- [Goal]: According to the security implementation notes, where are the Merkle roots stored?

- [Document]:
____

Implementation Details

Read-only filesystem + distroless means an attacker who achieves code execution inside a container cannot install tools, write payloads, or persist across restarts. Combined with Kata isolation (Section 4), this significantly raises the cost of lateral movement.

Merkle trees for vault, documents, and workflows: every write to a protected store generates a new Merkle root. Roots are stored in WORM storage and in a Git-backed store with Cosign-signed commits. Verification on read detects silent tampering with agent instructions, document contents, or workflow definitions. A Merkle tree stored on a writable volume proves nothing — the source of truth itself must be tamper-evident.

Cuckoo filter tuning: the false-positive rate must be configured conservatively for the security monitoring pipeline. A false positive in a dedup filter that silently drops a Falco alert is a security event with no trace. Tune the security-path filter separately from the document-dedup filter — they have very different cost-of-error profiles.


3. Identity & Zero-Trust

Goal: every identity — human, service, or agent — is authenticated, has minimal scope, and cannot escalate its own privileges.

____

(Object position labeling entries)
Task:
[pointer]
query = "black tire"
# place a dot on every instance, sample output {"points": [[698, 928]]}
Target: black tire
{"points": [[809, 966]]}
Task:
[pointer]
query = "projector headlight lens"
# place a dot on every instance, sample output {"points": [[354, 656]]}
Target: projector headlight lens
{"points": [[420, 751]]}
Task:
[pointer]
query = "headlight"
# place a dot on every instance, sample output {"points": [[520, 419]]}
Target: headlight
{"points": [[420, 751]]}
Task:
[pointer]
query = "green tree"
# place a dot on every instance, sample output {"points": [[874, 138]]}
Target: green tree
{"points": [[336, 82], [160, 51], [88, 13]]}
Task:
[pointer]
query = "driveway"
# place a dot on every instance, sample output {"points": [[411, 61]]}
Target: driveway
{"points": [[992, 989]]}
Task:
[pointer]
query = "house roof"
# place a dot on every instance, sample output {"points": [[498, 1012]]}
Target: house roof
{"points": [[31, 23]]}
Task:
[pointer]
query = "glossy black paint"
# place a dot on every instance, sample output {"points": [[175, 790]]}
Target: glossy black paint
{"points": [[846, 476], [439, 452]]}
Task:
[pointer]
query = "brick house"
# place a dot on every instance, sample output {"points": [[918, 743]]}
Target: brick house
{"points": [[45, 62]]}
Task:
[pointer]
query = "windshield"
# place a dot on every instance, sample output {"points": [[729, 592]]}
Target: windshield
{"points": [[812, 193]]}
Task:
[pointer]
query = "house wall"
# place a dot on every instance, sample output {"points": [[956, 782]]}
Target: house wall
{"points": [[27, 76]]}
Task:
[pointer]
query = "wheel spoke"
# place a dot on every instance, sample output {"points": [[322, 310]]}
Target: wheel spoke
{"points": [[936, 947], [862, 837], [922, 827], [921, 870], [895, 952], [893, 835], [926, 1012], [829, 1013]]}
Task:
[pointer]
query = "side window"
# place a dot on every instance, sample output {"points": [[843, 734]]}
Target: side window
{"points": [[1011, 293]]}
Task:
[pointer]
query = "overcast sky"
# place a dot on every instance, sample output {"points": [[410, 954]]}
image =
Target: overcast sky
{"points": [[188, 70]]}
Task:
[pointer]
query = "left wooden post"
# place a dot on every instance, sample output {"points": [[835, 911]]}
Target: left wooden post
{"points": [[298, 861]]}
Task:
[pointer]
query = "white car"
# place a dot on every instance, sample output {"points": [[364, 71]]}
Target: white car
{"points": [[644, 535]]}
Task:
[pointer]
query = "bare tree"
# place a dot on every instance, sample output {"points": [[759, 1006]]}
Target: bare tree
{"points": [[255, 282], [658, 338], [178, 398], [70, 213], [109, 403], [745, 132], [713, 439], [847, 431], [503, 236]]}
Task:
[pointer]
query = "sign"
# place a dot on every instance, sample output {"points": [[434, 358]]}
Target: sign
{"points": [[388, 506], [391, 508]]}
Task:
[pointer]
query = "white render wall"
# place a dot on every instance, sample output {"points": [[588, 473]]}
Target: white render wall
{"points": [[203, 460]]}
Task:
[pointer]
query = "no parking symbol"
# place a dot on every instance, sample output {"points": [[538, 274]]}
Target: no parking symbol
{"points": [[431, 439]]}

____

- [Complete answer]: In WORM storage and in a Git-backed store with Cosign-signed commits.